EXERCISE PROMPT ->
Lines to restate from the data below: from the one containing "point like [137,221]." to the one containing "point like [101,230].", both included. Give them again exactly, and only them.

::::

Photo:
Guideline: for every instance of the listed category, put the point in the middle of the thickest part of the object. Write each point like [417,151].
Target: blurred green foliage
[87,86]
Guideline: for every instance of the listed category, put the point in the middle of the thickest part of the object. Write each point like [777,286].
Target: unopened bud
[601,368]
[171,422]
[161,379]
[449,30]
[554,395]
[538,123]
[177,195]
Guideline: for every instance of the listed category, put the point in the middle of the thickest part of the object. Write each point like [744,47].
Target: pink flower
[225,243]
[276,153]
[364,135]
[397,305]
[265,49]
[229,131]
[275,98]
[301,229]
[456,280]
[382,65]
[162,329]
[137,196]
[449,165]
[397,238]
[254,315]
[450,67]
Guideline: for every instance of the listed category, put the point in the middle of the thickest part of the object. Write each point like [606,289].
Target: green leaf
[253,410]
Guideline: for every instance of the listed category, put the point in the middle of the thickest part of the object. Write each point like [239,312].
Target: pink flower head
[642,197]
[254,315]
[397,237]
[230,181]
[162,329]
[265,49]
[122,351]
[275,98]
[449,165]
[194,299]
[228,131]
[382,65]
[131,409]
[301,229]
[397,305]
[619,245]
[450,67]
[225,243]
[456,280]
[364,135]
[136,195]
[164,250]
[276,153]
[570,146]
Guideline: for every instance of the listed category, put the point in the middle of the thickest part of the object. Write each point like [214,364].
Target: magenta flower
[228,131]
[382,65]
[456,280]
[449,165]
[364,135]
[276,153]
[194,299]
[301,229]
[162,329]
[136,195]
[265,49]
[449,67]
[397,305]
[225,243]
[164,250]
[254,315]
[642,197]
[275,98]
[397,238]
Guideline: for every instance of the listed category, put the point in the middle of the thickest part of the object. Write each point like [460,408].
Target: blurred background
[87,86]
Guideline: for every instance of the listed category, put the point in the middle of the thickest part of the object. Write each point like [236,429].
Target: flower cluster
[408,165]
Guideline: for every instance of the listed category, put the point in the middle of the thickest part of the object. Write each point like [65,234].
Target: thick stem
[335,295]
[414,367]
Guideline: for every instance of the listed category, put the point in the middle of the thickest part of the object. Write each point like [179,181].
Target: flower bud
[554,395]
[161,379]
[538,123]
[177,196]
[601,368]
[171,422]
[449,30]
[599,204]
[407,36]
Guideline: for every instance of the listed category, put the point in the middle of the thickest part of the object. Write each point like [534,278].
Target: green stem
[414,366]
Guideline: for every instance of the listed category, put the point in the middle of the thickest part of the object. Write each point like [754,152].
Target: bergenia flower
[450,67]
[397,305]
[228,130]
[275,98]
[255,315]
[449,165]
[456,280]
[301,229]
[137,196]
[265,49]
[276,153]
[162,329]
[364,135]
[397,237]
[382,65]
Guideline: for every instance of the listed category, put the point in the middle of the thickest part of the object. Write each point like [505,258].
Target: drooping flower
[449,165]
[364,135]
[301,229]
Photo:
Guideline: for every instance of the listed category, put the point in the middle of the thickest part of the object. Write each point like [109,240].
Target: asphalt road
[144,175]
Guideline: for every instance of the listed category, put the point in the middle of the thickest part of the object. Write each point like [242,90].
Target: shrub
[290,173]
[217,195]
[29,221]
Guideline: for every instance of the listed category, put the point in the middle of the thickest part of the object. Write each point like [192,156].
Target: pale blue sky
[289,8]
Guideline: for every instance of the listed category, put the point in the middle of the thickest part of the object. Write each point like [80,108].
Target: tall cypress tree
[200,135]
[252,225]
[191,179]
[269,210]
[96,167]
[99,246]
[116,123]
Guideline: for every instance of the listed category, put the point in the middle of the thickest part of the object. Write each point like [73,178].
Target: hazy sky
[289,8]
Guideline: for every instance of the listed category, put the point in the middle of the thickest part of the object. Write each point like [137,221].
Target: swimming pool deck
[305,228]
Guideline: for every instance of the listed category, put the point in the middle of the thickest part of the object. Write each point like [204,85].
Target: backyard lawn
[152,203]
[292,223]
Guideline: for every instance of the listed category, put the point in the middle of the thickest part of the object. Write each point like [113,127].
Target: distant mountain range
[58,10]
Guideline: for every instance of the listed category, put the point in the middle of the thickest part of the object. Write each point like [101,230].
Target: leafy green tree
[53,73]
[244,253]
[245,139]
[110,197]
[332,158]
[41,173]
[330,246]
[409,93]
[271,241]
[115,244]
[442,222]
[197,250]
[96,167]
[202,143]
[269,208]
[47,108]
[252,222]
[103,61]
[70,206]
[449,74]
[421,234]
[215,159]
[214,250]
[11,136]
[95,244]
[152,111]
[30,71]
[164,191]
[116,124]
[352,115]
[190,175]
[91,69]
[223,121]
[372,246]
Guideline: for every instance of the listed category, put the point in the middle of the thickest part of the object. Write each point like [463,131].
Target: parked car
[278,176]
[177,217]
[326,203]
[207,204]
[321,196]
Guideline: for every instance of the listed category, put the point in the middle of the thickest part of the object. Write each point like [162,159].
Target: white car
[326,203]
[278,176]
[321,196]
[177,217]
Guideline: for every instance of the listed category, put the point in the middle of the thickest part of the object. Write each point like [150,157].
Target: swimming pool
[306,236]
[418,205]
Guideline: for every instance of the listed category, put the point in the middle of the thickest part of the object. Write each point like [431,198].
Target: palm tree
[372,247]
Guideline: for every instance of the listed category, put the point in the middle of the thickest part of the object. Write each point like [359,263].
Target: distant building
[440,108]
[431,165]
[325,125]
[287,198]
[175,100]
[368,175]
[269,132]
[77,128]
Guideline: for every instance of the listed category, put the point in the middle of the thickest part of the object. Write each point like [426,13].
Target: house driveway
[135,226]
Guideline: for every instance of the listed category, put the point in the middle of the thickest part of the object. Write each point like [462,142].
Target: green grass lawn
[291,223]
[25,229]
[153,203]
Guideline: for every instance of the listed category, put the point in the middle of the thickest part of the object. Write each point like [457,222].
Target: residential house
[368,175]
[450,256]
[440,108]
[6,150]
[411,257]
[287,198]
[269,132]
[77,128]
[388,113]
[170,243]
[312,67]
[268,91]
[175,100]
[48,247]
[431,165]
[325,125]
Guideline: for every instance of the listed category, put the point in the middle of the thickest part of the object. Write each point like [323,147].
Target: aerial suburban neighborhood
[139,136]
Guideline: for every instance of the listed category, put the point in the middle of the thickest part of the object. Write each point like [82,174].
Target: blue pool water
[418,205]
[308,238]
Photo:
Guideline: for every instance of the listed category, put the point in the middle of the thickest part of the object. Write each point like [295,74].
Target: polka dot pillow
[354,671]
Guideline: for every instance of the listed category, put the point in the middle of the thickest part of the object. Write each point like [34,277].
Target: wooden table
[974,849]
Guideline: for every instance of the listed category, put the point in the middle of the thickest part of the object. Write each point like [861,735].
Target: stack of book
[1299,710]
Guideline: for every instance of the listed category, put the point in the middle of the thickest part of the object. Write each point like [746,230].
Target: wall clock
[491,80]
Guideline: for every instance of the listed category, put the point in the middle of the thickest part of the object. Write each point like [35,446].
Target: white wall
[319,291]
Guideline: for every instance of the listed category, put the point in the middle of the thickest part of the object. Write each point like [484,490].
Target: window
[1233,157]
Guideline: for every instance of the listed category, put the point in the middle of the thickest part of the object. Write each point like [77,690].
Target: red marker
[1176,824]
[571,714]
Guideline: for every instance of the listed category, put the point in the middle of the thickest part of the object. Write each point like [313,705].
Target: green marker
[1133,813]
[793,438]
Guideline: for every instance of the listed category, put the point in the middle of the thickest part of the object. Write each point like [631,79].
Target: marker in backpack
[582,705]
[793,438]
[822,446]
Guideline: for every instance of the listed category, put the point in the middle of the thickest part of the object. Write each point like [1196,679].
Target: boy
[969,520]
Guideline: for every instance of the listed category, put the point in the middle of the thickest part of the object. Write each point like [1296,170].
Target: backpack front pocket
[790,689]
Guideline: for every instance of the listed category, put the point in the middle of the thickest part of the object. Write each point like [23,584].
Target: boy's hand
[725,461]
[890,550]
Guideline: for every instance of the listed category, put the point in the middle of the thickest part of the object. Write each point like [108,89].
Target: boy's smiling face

::::

ANSWER SPACE ->
Guideline: for every instance of the listed category, put the point in the middle of the thickest part of the object. Write each point like [137,221].
Target: swimming pool deck
[305,228]
Guideline: for every instance of the listed category, put the point in the middle of the thickest part of the object. Write each point like [204,85].
Target: backyard lawn
[152,203]
[292,223]
Guideline: for every instance of the listed category, put the point in the middle of the thickest part of the object. Write each point like [113,127].
Target: distant mountain range
[58,10]
Guideline: for every instance of the listed category, put the point in the middle of the thickest part of the object. Write each point like [101,230].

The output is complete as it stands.